WARNING: This review is so very long, but I have a lot to say.

When I first heard about Things a Bright Girl Can Do by Sally Nicholls, there was absolutely no way I wasn't going to read it. A book about the Suffragettes! As a feminist, there's just no way this book wasn't going to appeal to me. Having finished, I can say that Things a Bright Girl Can Do was such a good book - but for different reasons than I expected.

Things a Bright Girl Can Do isn't about the Suffragettes - it's about three girls who are Suffragettes/ists, or become one. It's about what Evelyn, May and Nell think, their opinions and their morals, and their individual stories. To be honest, there isn't a huge amount of them actually being Suffragettes/ists; there's some, but mostly it's them talking about or thinking about how unfair the world is for women, while their individual lives and what happens to them make the core of the plot.

□ □ □ □ □ □ □

__WHAT IS BEING ASKED__: According to the book review above, what are the names of the three girls the novel follows?

__DATA LISTING__:
□ □ □ □ □ □ □

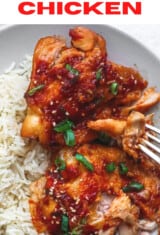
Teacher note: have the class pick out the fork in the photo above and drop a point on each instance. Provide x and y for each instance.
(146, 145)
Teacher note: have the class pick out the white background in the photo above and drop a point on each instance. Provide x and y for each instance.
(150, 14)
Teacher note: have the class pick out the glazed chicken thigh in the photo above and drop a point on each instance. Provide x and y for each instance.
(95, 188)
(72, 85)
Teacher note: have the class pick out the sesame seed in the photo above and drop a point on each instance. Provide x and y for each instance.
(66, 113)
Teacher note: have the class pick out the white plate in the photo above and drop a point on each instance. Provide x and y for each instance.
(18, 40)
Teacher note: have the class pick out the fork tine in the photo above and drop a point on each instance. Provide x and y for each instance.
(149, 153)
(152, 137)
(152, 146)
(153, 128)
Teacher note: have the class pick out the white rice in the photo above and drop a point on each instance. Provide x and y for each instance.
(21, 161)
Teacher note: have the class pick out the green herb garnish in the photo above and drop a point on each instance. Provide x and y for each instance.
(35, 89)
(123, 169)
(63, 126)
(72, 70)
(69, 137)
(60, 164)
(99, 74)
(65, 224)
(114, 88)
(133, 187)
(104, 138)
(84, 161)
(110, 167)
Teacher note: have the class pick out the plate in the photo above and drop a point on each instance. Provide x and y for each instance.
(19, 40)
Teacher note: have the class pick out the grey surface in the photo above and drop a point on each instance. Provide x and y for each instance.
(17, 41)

□ □ □ □ □ □ □

__RESULT BELOW__: Evelyn, May and Nell.